**Document excerpt:**
# Plastisol Printing Issues



## Metamorphic (Feb 24, 2018)

I have some pics of a job we are doing. We cannot get the ink to print evenly or consistently.

Tried both 110 and 156 mesh. 70d squeege.

Printing looks terrible and I cannot give this to the customer.


----------



## chuckh (Mar 22, 2008)

I'm guessing that you are printing manually. It looks to me that in the middle picture, you have either a warped screen or uneven print pressure. The other images show major mis-registration and some blurring at the edge of your print. I'm thinking loose mesh in wooden or static frames. Also, appears to be not enough off contact which could also be a result of a low tensioned screen.


----------



## Metamorphic (Feb 24, 2018)

We are printing with aluminum frames. We are more concerned about the lack of smooth consistency. The off contact seems to be an ongoing issue. We have tried numerous ways of setting it but it doesn't stay. The screens are new so they can be that loose but I guess anything is possible.


----------



## silverjess (Oct 2, 2011)

Might wanna try new platens, doesn't cost much, I had similiar issues, new platens are a game changer.


----------



## Sulp (Dec 7, 2010)

A couple issues here. This is assuming your screens are fairly new, and your press is fully functional. 

Your pressure is way inconsistent at the edges of your design. Hold the squeegee closer to the edges and put nice firm even pressure and pull slowly (not slow, slow, nice uniform pull) with a slight angle on your squeegee. After your stroke, the screen should be cleared completely. Meaning there should be no ink in your image area of the screen. Pressure and speed of your stroke are very important and one of your biggest problems with that white.

**Dataset rows:**

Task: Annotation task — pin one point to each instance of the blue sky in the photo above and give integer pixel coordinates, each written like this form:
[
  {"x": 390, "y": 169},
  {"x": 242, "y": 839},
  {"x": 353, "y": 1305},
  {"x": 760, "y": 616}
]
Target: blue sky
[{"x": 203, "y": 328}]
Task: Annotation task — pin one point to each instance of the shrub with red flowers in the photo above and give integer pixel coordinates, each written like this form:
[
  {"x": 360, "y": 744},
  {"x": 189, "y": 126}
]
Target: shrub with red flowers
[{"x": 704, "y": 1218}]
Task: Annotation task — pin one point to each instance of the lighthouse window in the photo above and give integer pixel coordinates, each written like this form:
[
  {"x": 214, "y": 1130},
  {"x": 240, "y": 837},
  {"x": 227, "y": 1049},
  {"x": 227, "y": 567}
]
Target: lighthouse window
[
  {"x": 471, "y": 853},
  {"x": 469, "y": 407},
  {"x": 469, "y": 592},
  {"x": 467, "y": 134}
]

**List of tasks:**
1 – Please reproduce the plastisol printing thread word for word, starting at "# Plastisol Printing" and ending at "mesh. 70d squeege.".
2 – In the plastisol printing thread, which two mesh counts did the first poster try?
3 – Continue the plastisol printing thread from its last sentence.

**Answers below:**
1 –
# Plastisol Printing Issues



## Metamorphic (Feb 24, 2018)

I have some pics of a job we are doing. We cannot get the ink to print evenly or consistently.

Tried both 110 and 156 mesh. 70d squeege.

2 – 110 and 156 mesh.

3 –
Also, you are either having major registration problems, or the shirt isn't being held down properly, or you are majorly shrinking the shirt when flashing the white. I see a double image of the white underneath the gold. So I am thinking that shirt might be picking up off the pallet. If you are using a mist adhesive, make sure that the shirt is being held in place. Not a ton of glue..(the shirt shouldn't have to ripped off the pallet) just enough so the shirt stays in place. Once you know the shirt is in place, check the registration. And once its registered make sure its locked in place. Same with the off contact. Give yourself slightly more then a nickels width. Adjust the pitch and the height so the screen is parallel with the pallet. 

If you are doing all the above things correctly you should have no problem with a print like this. Practice printing that base over and over. Once you get that "feeling" of what you have to do to get that nice smooth print things will go much smoother. Hang in there.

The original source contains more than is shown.